### Entries ###
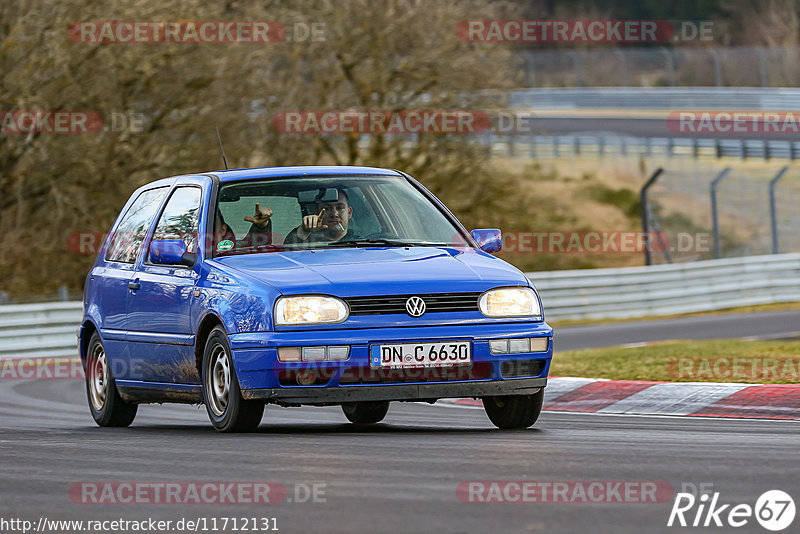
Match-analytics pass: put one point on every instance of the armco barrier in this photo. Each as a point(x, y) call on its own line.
point(49, 329)
point(668, 289)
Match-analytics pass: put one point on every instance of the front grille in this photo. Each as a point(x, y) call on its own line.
point(436, 302)
point(368, 375)
point(520, 368)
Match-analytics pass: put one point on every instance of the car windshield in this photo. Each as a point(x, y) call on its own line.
point(327, 212)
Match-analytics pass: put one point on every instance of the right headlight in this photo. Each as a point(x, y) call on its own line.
point(309, 309)
point(510, 302)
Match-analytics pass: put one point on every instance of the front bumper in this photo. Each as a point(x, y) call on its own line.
point(262, 376)
point(405, 392)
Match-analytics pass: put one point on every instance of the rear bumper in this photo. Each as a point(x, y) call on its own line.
point(405, 392)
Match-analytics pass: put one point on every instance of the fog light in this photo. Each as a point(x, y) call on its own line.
point(313, 354)
point(289, 354)
point(338, 353)
point(306, 377)
point(519, 345)
point(539, 344)
point(498, 346)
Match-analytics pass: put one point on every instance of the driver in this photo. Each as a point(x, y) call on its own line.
point(330, 223)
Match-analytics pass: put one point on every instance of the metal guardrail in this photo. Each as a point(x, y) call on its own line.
point(667, 289)
point(40, 330)
point(740, 66)
point(48, 330)
point(541, 146)
point(658, 98)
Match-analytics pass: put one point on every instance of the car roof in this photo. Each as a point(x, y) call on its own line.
point(307, 170)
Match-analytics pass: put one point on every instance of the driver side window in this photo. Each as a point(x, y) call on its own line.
point(180, 216)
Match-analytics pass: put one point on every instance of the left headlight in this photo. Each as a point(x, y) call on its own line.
point(309, 309)
point(510, 302)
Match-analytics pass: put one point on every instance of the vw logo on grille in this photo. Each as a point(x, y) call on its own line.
point(415, 306)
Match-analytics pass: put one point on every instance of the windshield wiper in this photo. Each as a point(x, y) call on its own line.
point(379, 241)
point(250, 248)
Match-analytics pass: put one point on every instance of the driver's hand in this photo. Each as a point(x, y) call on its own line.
point(311, 223)
point(261, 217)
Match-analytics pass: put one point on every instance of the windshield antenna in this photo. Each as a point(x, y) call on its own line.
point(224, 159)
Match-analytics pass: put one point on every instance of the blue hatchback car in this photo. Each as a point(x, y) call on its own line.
point(349, 286)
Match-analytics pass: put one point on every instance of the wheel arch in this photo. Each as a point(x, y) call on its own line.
point(208, 323)
point(88, 328)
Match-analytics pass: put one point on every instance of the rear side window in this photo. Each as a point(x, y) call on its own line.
point(127, 239)
point(180, 216)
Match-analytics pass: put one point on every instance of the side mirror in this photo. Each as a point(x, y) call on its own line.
point(488, 239)
point(171, 252)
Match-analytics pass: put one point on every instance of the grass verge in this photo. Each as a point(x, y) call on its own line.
point(751, 362)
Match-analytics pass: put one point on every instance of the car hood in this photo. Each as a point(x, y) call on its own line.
point(377, 271)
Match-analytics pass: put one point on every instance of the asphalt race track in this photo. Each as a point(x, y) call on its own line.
point(398, 476)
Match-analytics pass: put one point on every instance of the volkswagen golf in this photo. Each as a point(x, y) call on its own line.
point(349, 286)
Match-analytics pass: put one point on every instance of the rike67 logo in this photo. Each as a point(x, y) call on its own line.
point(774, 510)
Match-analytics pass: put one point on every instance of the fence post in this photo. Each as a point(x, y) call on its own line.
point(714, 214)
point(717, 66)
point(762, 61)
point(670, 65)
point(576, 61)
point(645, 212)
point(623, 66)
point(773, 213)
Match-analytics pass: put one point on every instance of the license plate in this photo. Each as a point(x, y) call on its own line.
point(420, 354)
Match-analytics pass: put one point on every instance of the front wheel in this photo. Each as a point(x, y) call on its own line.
point(107, 407)
point(226, 408)
point(514, 411)
point(365, 413)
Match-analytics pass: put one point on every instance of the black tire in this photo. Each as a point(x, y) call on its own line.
point(226, 408)
point(514, 411)
point(107, 407)
point(365, 413)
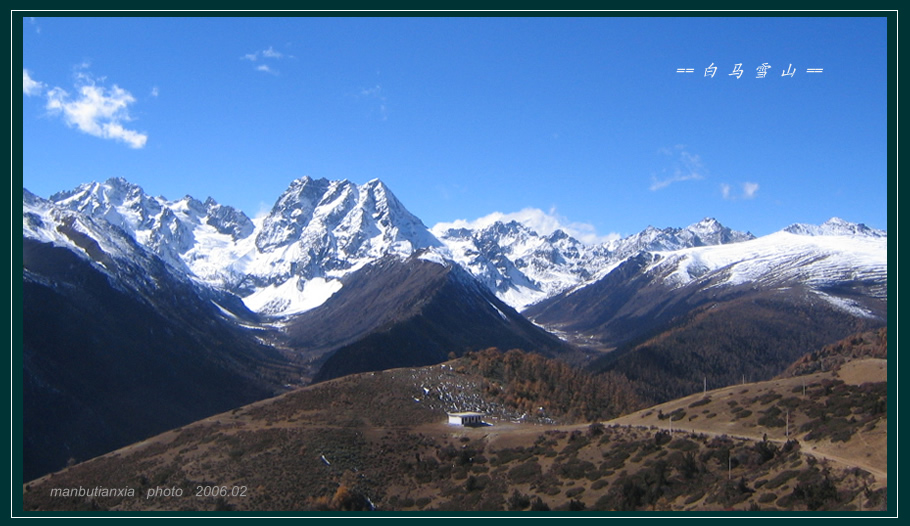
###
__Your task__. Format every line of the records above as a JSON list of strings, one string per line, with blank lines omitted. Leave the pictures out of the list.

__Written solution__.
[
  "Match-analytics pass: put one point on every instance of the armco barrier in this photo. Each as a point(x, y) call on its own line.",
  "point(49, 329)",
  "point(668, 289)",
  "Match-analytics pass: put one point on every instance of the front grille in this photo. Each as a point(x, y) call on its own line.",
  "point(436, 302)",
  "point(368, 375)",
  "point(520, 368)",
  "Match-analytics pass: put one point on every instance of the car windshield in this photo. Each as a point(x, y) call on its own line.",
  "point(327, 212)",
  "Match-analytics pass: put one point on every instance of the right headlight in this photo. Each as a point(x, y) call on its own line.",
  "point(309, 309)",
  "point(510, 302)",
  "Match-analytics pass: put one point on every instance of the front bumper in this photo. Each as a point(x, y) call on its own line.",
  "point(262, 376)",
  "point(405, 392)",
  "Match-analytics pass: put one point on every instance of the rear bumper in this photo. Each as a point(x, y) call on its own line.",
  "point(405, 392)",
  "Match-analytics pass: put one point on every instance of the fog light in this photo. Each as a point(x, y) call on its own line.",
  "point(313, 354)",
  "point(289, 354)",
  "point(338, 353)",
  "point(306, 377)",
  "point(519, 345)",
  "point(539, 344)",
  "point(498, 346)",
  "Match-analytics pass: put one point on every instance of the driver in this photo. Each as a point(x, y) call on its own line.",
  "point(330, 223)",
  "Match-analytics pass: put one point on every instance of the metal guardrail in this photo. Each as a point(x, y) call on its own line.",
  "point(667, 289)",
  "point(40, 330)",
  "point(740, 66)",
  "point(48, 330)",
  "point(541, 146)",
  "point(658, 98)",
  "Match-analytics pass: put one point on every instance of the car roof in this photo. Each as a point(x, y) call on its own line.",
  "point(307, 170)",
  "Match-analytics pass: put one point on every instance of the driver side window in this photo. Each as a point(x, y) call on its own line.",
  "point(180, 216)",
  "Match-analytics pass: put one point on every instance of the left headlight in this photo. Each as a point(x, y) call on its own line.",
  "point(309, 309)",
  "point(510, 302)",
  "Match-analytics pass: put one point on every instance of the vw logo on grille in this photo. Each as a point(x, y) call on its own line.",
  "point(415, 306)",
  "Match-analytics pass: put one point on every instance of the windshield wiper in this photo. Each as a point(x, y) call on its own line.",
  "point(379, 241)",
  "point(250, 248)",
  "Match-analytics pass: put one point on every instance of the driver's hand in this photo. Each as a point(x, y) call on its own line.",
  "point(311, 223)",
  "point(261, 217)",
  "Match-analytics pass: put one point on every instance of the windshield antenna in this photo. Each as a point(x, y) call on its own line.",
  "point(224, 159)",
  "Match-analytics pass: put one point on every instance of the blue hatchback car in this photo. Each as a point(x, y) call on its own line.",
  "point(349, 286)",
  "Match-analytics pass: put one point on every instance of the wheel arch in this photo. Each as a point(x, y) call on its own line.",
  "point(208, 323)",
  "point(88, 328)",
  "Match-analytics pass: put one point on every instance of the rear side window in this photo. Each as a point(x, y) call on its own line.",
  "point(127, 239)",
  "point(180, 216)",
  "Match-analytics pass: put one point on every instance of the side mirror in this photo. Each as a point(x, y) call on its own line.",
  "point(488, 239)",
  "point(171, 252)",
  "Match-analytics pass: put one point on every instance of the grass verge in this photo. Each as a point(x, y) call on its own line.",
  "point(751, 362)",
  "Match-analytics pass: put one point on every instance of the car hood in this photo. Each as a point(x, y) call on its own line.",
  "point(377, 271)",
  "Match-analytics pass: put one point on every instance of the asphalt race track in this photo. Each as a point(x, y) call on its own line.",
  "point(398, 476)",
  "Match-analytics pass: put one point on every instance of the volkswagen golf in this photo. Each as a point(x, y) call on its own line.",
  "point(349, 286)",
  "Match-analytics pass: put one point on every instance of the rike67 logo in this photo. Each as a point(x, y) call on its own line.",
  "point(774, 510)",
  "Match-analytics pass: put one point on every instance of the fence post in this photo. Each as a point(x, y) call on its own line.",
  "point(714, 214)",
  "point(717, 66)",
  "point(762, 61)",
  "point(670, 65)",
  "point(576, 61)",
  "point(645, 212)",
  "point(623, 66)",
  "point(773, 213)",
  "Match-analytics pass: put one point on every instance of the license plate in this photo. Each as a point(x, y) call on its own line.",
  "point(420, 354)",
  "Match-analytics pass: put one point on every instance of the front wheel in this photo. Each as a point(x, y) call on its own line.",
  "point(107, 407)",
  "point(226, 408)",
  "point(514, 411)",
  "point(365, 413)",
  "Match-analytics pass: put one point on every instance of the black tire in this photo. Each as a point(x, y) call on its own line.",
  "point(226, 408)",
  "point(514, 411)",
  "point(107, 407)",
  "point(365, 413)"
]